In the records below, find each line with "facade" and copy it.

━━━━━ DATA

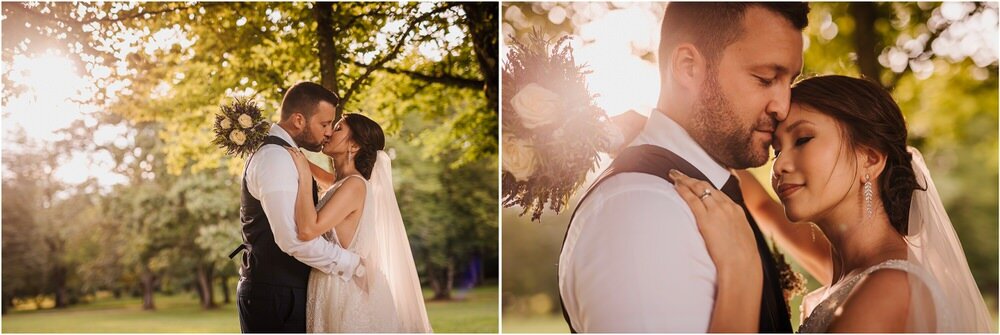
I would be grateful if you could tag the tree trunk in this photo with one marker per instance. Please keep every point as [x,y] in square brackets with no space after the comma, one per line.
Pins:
[328,63]
[59,281]
[224,286]
[148,279]
[866,39]
[442,280]
[482,22]
[205,272]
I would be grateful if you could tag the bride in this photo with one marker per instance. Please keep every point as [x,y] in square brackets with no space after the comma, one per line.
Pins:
[360,213]
[886,252]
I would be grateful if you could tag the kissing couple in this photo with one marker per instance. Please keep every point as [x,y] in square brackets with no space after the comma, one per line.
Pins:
[340,263]
[671,237]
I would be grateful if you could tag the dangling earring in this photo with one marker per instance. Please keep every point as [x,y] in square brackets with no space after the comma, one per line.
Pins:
[868,196]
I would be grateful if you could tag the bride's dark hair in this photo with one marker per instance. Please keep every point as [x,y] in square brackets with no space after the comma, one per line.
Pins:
[870,118]
[369,137]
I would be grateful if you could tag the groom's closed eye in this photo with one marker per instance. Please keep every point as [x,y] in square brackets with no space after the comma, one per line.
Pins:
[766,82]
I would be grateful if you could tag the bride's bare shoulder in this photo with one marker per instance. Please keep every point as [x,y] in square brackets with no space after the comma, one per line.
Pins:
[877,304]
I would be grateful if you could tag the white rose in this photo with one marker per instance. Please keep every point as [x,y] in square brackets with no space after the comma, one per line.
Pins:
[518,158]
[536,105]
[245,121]
[238,137]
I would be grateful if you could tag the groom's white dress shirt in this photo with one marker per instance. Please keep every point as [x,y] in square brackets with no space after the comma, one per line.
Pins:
[634,260]
[272,179]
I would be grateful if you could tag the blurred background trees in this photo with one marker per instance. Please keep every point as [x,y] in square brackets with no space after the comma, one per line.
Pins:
[110,180]
[939,60]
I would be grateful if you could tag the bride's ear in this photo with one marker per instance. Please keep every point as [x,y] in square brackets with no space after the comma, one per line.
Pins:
[872,161]
[688,66]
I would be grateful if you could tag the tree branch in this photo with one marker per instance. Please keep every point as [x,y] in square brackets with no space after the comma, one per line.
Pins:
[394,51]
[445,79]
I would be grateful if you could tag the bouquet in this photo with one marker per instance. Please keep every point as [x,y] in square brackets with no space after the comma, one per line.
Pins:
[552,131]
[240,127]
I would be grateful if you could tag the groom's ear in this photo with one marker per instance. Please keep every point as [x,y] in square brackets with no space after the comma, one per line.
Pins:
[299,120]
[688,66]
[872,161]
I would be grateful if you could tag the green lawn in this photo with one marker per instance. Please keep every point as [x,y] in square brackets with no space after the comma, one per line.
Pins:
[474,312]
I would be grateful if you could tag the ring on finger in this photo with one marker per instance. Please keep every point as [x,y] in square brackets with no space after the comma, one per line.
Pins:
[705,194]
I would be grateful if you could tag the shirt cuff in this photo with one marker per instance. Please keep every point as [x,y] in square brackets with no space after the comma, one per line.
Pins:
[349,268]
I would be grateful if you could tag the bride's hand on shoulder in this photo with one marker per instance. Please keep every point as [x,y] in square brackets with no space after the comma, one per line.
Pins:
[301,164]
[722,224]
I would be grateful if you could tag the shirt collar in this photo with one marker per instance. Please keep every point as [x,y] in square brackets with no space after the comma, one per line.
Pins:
[276,130]
[664,132]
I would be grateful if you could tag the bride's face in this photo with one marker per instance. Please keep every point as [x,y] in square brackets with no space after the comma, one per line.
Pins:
[340,142]
[814,170]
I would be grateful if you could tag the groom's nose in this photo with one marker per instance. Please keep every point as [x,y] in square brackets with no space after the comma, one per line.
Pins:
[779,104]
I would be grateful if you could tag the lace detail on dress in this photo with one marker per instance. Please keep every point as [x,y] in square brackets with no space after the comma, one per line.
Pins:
[336,306]
[822,315]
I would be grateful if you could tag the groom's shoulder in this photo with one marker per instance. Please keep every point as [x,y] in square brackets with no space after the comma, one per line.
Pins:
[636,188]
[270,155]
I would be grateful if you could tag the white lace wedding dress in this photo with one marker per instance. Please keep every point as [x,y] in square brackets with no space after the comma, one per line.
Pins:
[825,301]
[394,302]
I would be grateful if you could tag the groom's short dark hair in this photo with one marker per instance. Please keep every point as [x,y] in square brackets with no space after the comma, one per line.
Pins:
[711,26]
[303,97]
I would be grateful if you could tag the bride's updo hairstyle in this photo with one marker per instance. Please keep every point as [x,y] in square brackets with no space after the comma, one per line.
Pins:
[370,139]
[869,117]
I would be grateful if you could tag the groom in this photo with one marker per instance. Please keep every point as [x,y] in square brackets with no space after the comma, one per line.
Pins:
[271,295]
[633,259]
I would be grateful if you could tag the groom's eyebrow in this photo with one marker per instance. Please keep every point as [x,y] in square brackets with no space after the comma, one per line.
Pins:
[777,68]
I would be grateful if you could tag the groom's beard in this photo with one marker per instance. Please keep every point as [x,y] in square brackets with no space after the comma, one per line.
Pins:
[728,142]
[305,140]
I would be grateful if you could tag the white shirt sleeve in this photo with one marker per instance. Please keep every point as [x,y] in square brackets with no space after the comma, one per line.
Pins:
[272,178]
[637,262]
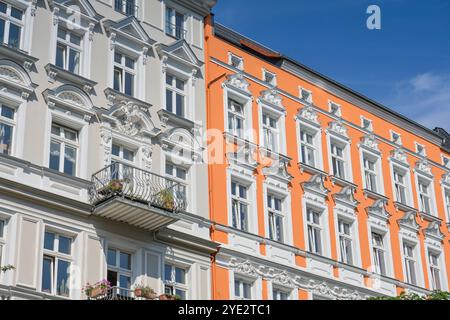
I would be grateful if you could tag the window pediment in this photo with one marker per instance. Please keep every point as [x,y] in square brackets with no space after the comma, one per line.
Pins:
[16,78]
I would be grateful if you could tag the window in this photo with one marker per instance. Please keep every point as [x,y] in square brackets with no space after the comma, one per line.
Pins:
[378,251]
[124,74]
[235,61]
[345,241]
[335,109]
[370,173]
[270,78]
[410,263]
[314,231]
[396,138]
[366,124]
[127,7]
[119,268]
[56,264]
[180,175]
[63,149]
[7,124]
[275,214]
[270,132]
[308,150]
[338,160]
[242,289]
[175,95]
[175,281]
[236,118]
[435,270]
[11,25]
[424,196]
[122,159]
[278,294]
[306,95]
[400,187]
[175,25]
[239,206]
[68,50]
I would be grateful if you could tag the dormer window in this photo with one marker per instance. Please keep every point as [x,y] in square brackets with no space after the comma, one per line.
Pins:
[270,78]
[127,7]
[68,50]
[175,25]
[366,124]
[396,138]
[306,95]
[235,61]
[335,109]
[11,25]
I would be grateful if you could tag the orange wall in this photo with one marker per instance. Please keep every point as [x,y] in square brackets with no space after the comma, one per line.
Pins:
[216,75]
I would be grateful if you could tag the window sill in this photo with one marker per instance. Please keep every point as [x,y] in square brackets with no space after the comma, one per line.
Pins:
[19,56]
[55,72]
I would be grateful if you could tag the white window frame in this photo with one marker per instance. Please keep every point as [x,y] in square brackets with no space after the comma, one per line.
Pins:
[421,179]
[232,58]
[55,255]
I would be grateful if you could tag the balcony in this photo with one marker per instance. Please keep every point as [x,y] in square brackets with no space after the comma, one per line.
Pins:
[139,198]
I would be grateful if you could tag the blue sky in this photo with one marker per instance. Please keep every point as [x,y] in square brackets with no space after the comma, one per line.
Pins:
[405,65]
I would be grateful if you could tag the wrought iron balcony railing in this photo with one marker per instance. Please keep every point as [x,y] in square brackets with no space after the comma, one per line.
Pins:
[131,183]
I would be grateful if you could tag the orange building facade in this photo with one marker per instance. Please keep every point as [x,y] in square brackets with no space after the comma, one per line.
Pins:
[315,191]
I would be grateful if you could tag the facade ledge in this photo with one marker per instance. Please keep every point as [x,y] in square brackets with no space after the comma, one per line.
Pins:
[19,56]
[55,72]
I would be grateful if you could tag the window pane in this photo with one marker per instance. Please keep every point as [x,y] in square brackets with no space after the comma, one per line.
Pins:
[47,266]
[6,133]
[111,257]
[14,36]
[70,159]
[16,13]
[65,244]
[49,241]
[55,149]
[62,281]
[125,261]
[74,61]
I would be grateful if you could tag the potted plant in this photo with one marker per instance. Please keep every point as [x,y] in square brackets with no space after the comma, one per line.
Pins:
[167,200]
[143,291]
[98,289]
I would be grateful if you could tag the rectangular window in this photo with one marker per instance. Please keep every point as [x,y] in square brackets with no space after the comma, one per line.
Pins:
[127,7]
[410,263]
[400,187]
[370,174]
[175,95]
[379,259]
[278,294]
[270,132]
[7,124]
[242,289]
[11,25]
[307,148]
[63,149]
[239,206]
[424,197]
[275,215]
[314,231]
[124,74]
[435,270]
[236,118]
[338,160]
[119,268]
[345,242]
[175,281]
[68,50]
[175,25]
[56,264]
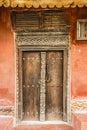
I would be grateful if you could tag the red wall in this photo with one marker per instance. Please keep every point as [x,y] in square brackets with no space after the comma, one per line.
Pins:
[7,60]
[78,62]
[78,56]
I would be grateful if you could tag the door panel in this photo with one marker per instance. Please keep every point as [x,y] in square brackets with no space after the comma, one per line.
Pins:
[31,85]
[38,67]
[54,85]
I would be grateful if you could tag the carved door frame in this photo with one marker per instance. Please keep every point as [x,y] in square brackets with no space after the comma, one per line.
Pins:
[43,41]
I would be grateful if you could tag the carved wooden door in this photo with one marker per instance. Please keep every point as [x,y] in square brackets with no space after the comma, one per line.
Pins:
[42,81]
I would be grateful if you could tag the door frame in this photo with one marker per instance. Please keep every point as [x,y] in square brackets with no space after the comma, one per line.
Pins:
[66,96]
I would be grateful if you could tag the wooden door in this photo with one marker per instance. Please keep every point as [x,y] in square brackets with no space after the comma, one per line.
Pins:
[54,86]
[31,85]
[42,83]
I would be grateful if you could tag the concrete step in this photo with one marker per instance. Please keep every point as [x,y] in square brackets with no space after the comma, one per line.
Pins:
[80,121]
[44,127]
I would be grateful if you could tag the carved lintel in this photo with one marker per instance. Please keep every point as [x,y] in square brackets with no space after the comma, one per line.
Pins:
[42,40]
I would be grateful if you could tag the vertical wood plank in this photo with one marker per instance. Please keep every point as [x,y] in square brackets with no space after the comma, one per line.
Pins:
[31,85]
[42,89]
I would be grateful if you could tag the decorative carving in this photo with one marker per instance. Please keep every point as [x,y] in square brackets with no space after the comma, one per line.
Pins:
[7,110]
[35,39]
[42,39]
[79,105]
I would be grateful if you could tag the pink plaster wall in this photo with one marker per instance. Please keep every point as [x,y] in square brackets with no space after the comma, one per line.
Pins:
[7,59]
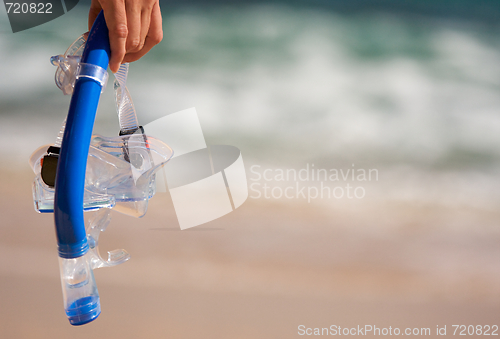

━━━━━━━━━━

▶ [REPLY TO THE TASK]:
I would be grateful if you could tag the orange building facade in this photo with one marker per instance. Please keep every point as [x,y] in square brackets with no space after the comma, one per line.
I would be grateful if you could tag the facade ledge in this photo with one marker per instance. Please keep every point as [x,y] in square brackets with no space after the comma, one per line.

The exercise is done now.